**Requirements:** Rewrite the entries below, replacing every occurrence of "confetti piece" with "confetti fleck" and leaving everything else unchanged.

**Material for this task:**
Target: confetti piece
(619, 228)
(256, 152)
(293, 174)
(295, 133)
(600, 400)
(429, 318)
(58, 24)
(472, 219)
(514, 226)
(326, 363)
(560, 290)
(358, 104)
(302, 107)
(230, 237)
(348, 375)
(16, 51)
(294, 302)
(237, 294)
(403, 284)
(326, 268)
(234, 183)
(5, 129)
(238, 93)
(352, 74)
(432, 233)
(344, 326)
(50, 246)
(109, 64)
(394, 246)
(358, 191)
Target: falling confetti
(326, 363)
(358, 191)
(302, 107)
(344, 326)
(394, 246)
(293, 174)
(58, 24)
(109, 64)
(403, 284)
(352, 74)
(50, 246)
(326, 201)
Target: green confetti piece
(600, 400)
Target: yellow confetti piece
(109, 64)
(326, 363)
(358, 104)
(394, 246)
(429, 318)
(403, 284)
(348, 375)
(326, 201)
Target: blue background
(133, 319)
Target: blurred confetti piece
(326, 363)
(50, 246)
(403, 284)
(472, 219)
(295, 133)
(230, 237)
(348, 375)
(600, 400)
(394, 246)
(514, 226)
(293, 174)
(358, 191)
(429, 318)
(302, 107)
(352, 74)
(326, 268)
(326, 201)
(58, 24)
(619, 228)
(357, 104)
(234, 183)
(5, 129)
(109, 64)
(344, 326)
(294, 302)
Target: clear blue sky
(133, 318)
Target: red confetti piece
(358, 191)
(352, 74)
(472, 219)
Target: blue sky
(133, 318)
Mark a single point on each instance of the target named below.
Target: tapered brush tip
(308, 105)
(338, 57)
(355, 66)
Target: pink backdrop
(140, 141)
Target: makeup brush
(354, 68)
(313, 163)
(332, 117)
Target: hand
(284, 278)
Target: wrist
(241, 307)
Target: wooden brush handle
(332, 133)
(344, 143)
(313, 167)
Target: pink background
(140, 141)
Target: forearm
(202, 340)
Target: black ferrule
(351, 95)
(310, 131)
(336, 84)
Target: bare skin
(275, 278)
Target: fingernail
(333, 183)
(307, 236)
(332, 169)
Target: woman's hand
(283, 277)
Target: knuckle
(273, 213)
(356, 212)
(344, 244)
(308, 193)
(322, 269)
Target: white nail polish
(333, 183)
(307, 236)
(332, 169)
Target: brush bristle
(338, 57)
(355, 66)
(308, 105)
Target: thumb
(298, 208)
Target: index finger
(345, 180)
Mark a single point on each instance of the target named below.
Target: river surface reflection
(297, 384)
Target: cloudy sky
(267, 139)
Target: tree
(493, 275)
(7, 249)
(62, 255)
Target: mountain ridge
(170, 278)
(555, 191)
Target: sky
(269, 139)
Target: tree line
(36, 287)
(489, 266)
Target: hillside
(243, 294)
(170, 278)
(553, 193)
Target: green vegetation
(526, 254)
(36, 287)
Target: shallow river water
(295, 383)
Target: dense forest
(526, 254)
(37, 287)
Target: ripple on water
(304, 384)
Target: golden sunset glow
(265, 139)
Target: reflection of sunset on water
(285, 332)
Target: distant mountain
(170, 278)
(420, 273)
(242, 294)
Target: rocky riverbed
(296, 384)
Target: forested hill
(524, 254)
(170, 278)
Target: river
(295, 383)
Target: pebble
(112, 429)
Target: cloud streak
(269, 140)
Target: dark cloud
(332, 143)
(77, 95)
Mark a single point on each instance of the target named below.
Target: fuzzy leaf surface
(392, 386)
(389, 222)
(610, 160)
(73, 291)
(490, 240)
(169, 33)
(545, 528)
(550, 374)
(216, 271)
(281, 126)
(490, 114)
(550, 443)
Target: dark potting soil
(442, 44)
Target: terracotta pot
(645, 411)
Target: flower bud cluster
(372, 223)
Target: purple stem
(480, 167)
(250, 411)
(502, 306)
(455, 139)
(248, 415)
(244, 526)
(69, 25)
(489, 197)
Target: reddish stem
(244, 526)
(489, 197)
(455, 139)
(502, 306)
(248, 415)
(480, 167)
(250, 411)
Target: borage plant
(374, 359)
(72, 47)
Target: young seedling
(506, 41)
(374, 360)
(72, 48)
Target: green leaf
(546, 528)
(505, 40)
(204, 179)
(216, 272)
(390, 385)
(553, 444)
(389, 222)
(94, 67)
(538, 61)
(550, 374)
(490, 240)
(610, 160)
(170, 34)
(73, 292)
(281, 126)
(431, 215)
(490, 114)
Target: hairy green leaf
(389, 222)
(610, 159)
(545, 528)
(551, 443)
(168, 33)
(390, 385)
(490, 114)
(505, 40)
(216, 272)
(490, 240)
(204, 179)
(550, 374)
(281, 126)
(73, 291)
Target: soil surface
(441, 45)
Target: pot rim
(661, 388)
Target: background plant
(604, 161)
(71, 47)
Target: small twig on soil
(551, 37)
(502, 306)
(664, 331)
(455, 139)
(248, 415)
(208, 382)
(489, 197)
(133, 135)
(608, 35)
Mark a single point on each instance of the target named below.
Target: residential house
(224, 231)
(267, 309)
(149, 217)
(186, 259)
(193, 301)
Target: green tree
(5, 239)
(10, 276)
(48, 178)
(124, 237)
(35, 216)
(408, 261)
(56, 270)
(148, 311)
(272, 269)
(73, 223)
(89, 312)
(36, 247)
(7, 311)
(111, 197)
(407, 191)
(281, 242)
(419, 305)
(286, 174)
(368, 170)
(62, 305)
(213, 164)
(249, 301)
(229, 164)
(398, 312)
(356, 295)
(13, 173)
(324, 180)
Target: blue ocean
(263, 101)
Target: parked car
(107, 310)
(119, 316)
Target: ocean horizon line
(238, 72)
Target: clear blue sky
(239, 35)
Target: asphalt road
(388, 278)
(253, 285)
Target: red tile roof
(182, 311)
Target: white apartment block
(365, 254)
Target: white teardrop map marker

**Result below:**
Target: confetti fleck
(619, 228)
(256, 152)
(293, 174)
(295, 133)
(600, 400)
(429, 318)
(58, 24)
(472, 219)
(514, 226)
(326, 363)
(560, 290)
(358, 104)
(302, 107)
(230, 237)
(348, 375)
(16, 51)
(294, 302)
(237, 294)
(403, 284)
(326, 268)
(234, 183)
(5, 129)
(238, 93)
(352, 74)
(432, 233)
(344, 326)
(50, 246)
(109, 64)
(394, 246)
(358, 191)
Target: falling confetti
(326, 363)
(358, 191)
(302, 107)
(344, 326)
(394, 246)
(293, 174)
(58, 24)
(109, 64)
(403, 284)
(352, 74)
(50, 246)
(326, 201)
Target: green confetti fleck
(600, 400)
Target: yellow confetti fleck
(109, 64)
(326, 363)
(358, 104)
(394, 246)
(429, 318)
(403, 284)
(348, 375)
(326, 201)
Target: blue background
(133, 319)
Target: blurred confetti fleck
(326, 363)
(50, 246)
(403, 284)
(472, 219)
(295, 133)
(230, 237)
(348, 375)
(600, 400)
(394, 246)
(514, 226)
(293, 174)
(358, 191)
(429, 318)
(302, 107)
(352, 74)
(326, 268)
(326, 201)
(58, 24)
(619, 228)
(357, 104)
(234, 183)
(5, 129)
(109, 64)
(344, 326)
(294, 302)
Target: clear blue sky
(133, 318)
Target: red confetti fleck
(358, 191)
(352, 74)
(472, 219)
Target: blue sky
(133, 318)
Mark a single point on each instance of the target named below.
Target: tapered brush tip
(308, 105)
(338, 57)
(355, 66)
Target: pink backdrop
(140, 141)
Target: makeup brush
(354, 68)
(313, 163)
(332, 117)
Target: hand
(284, 278)
Target: wrist
(241, 307)
Target: wooden brush handle
(332, 133)
(344, 143)
(313, 167)
Target: pink background
(140, 141)
Target: forearm
(202, 340)
Target: black ferrule
(351, 95)
(310, 131)
(336, 84)
Target: bare skin
(275, 278)
Target: fingernail
(333, 183)
(307, 236)
(332, 169)
Target: woman's hand
(283, 277)
Target: knuckle
(273, 213)
(356, 212)
(344, 244)
(308, 193)
(322, 269)
Target: white nail polish
(333, 183)
(307, 236)
(332, 169)
Target: brush bristle
(338, 57)
(355, 66)
(308, 105)
Target: thumb
(298, 208)
Target: index finger
(345, 180)
Mark a single point on each instance of the target named below.
Target: river surface reflection
(297, 384)
Target: cloudy sky
(267, 139)
Target: tree
(493, 275)
(7, 249)
(62, 255)
Target: mountain ridge
(170, 278)
(555, 191)
Target: sky
(269, 139)
Target: tree line
(36, 287)
(489, 266)
Target: hillside
(243, 294)
(170, 278)
(553, 193)
Target: green vegetation
(526, 254)
(36, 287)
Target: shallow river water
(295, 383)
Target: dense forest
(526, 254)
(37, 287)
Target: ripple on water
(304, 384)
Target: golden sunset glow
(265, 139)
Target: reflection of sunset on water
(285, 332)
Target: distant mountain
(170, 278)
(420, 273)
(242, 294)
Target: rocky riverbed
(296, 384)
Target: forested hill
(524, 254)
(170, 278)
Target: river
(295, 383)
Target: pebble
(112, 429)
Target: cloud streak
(269, 140)
Target: dark cloud
(332, 143)
(77, 95)
Mark a single point on each instance of the target named below.
Target: fuzzy leaf surface
(392, 386)
(389, 222)
(610, 160)
(73, 291)
(490, 240)
(169, 33)
(545, 528)
(550, 374)
(216, 271)
(281, 126)
(490, 114)
(550, 443)
Target: dark potting soil
(442, 44)
Target: terracotta pot
(645, 411)
Target: flower bud cluster
(372, 223)
Target: purple stem
(480, 167)
(250, 411)
(502, 306)
(455, 139)
(248, 415)
(244, 526)
(69, 25)
(489, 197)
Target: reddish stem
(244, 526)
(489, 197)
(455, 139)
(502, 306)
(248, 415)
(480, 167)
(250, 411)
Target: borage plant
(374, 359)
(72, 47)
Target: young seedling
(506, 41)
(374, 360)
(72, 48)
Target: green leaf
(546, 528)
(505, 40)
(204, 179)
(216, 272)
(390, 385)
(553, 444)
(389, 222)
(94, 67)
(538, 61)
(550, 374)
(490, 240)
(610, 160)
(170, 34)
(73, 292)
(281, 126)
(431, 215)
(490, 114)
Target: hairy green leaf
(389, 222)
(610, 159)
(545, 528)
(551, 443)
(168, 33)
(390, 385)
(490, 114)
(505, 40)
(216, 272)
(490, 240)
(204, 179)
(550, 374)
(281, 126)
(73, 291)
Target: soil surface
(441, 45)
Target: pot rim
(661, 388)
Target: background plant
(604, 161)
(71, 47)
Target: small twig on soil
(551, 37)
(502, 306)
(664, 331)
(455, 139)
(248, 415)
(208, 382)
(489, 197)
(133, 135)
(608, 35)
Mark a single point on each instance of the target named below.
Target: residential house
(224, 231)
(267, 309)
(149, 217)
(186, 259)
(193, 301)
Target: green tree
(5, 239)
(10, 276)
(48, 178)
(124, 237)
(35, 216)
(408, 261)
(56, 270)
(148, 311)
(272, 269)
(73, 223)
(89, 312)
(36, 247)
(7, 311)
(111, 197)
(407, 191)
(281, 242)
(419, 305)
(286, 174)
(368, 170)
(62, 305)
(213, 164)
(249, 301)
(229, 164)
(398, 312)
(356, 295)
(13, 173)
(324, 180)
Target: blue ocean
(263, 101)
Target: parked car
(107, 310)
(119, 316)
Target: ocean horizon line
(238, 72)
Target: clear blue sky
(239, 35)
Target: asphalt road
(388, 278)
(253, 285)
Target: red tile roof
(182, 311)
Target: white apartment block
(365, 254)
Target: white teardrop map marker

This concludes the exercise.